* Document section:
A Personal Fertility Journey
We are very excited to share with you the personal blogging journeys of women who are trying to conceive. These women are dedicating their time and energy to share their ups and downs, medical details and very personal reflections on their lives in an effort to spread TTC awareness and to get the dialogue moving in a positive way!
Please welcome Denise, a blogger who responded to one of our Tweets extremely quickly and has been so excited about blogging with us.
Denise Benjamin is a 40-year-old, professional, single woman who wants to realize her dream of having a baby. Married at 30 and divorced at 32, having a baby with her ex-husband was not an option. She never met “the right” guy. And eight years later, she found she had not had the baby she so desperately desired. Now, she is seeking to fulfill her dream. Society, doctors and statistics say she has waited too long. She intends to prove them wrong. Her journey has and continues to test her faith in God. However, she holds strongly to her belief that she will become a single mother by choice!!
She has created a private Facebook group named “Single Moms and Singles Trying To Conceive.” The purpose of the group is for single women to support and give advice to each other, as they walk the road to single motherhood. If you would like to join this group, please contact her at firstname.lastname@example.org. She welcomes to the group any single woman who: (1) is a mother already or (2) is trying to conceive or adopt.
In Denise’s Words
I’m 40 years old. That’s right, 40. Or shall I say, the Big 4-0? What about Over Hill? Or Past My Prime? These little tidbits reveal society’s negative attitude toward women my age. I disagree wholeheartedly with this rather denigrating view of us women who have reached the fabulous age of 40. In fact, as a professional, single woman who works out, eats well and takes care of myself, I feel I look pretty good for my age. Strangers usually mistake me for a woman who is 30 to 35 years old. Unfortunately, when it comes to having a baby, biology, statistics and my doctors tend to side with society and predict the chances of my getting pregnant are quite slim. However, I intend to prove them all wrong. Come, walk with me through my journey, as I seek to defy the odds and conceive my first child at the age of 40.
My journey began in April 2010, when I visited my OB/GYN. As the nurse took my blood pressure, I exclaimed, “This is the third time I’ve been here in three months with the same issue. I’m So Over It. You guys have to do something!!!” Having heard my conversation with the nurse, the doctor examined me with a critical eye. Then, he uttered the words that began my journey to motherhood. ”How attached are you to your uterus,” he asked. Stunned, I stared at him in disbelief and resisted the urge to fire back, “How attached are you to your penis?”
The doctor went on to explain that my problems were being caused by fibroids (benign tumors of the uterus), which had grown back after having the buggers removed eight years ago. He wanted to remove my uterus, which would get rid of the fibroids and thus, the problem. “But, I haven’t had a baby yet,” I said, my voice rife with emotion. As the doctor glanced at my birth date on my chart, he asked what I’m waiting for because I’ll be forty the following month. In his estimation, if I wanted children, I needed to act now.
I left the doctor’s office in tears. My fibroids were back. They were causing problems with my body and possibly with getting pregnant—Period. Would I make a good mother? Could I do it alone? I’d just ended a relationship. Maybe I should try to make things work with him. Should I or shouldn’t I? Who’s going to be there to help me? How will I do this? Have I waited too long? Am I too old? Are my eggs still good? So, many questions.
I called my best friend in tears. We discussed my visit with the doctor. As I listened to her voice of reason and her suggestion that I pray, I calmed down. I prayed and consulted God. About a week later, the decision was made: I would have a baby. A year, a painful surgery and two Intrauterine Inseminations later, I’m not pregnant, but I haven’t given up. Nor will I. My quest to have a baby continues. Join me each week as my journey unfolds.

* Requirement: Please rewrite the paragraph of the fertility journey post that begins "Denise Benjamin is a 40-year-old" as a short bulleted list that keeps its main facts.

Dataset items
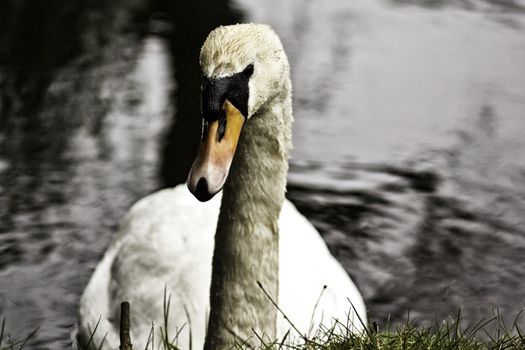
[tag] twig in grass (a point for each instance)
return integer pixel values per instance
(311, 327)
(125, 339)
(281, 311)
(2, 331)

* Answer area:
- Denise Benjamin is a 40-year-old professional, single woman who wants to have a baby.
- She married at 30 and divorced at 32, and having a baby with her ex-husband was not an option.
- She never met "the right" guy, and eight years later she still had not had the baby she desperately wanted.
- Society, doctors and statistics say she has waited too long, but she intends to prove them wrong.
- Her journey continues to test her faith in God, yet she strongly believes she will become a single mother by choice.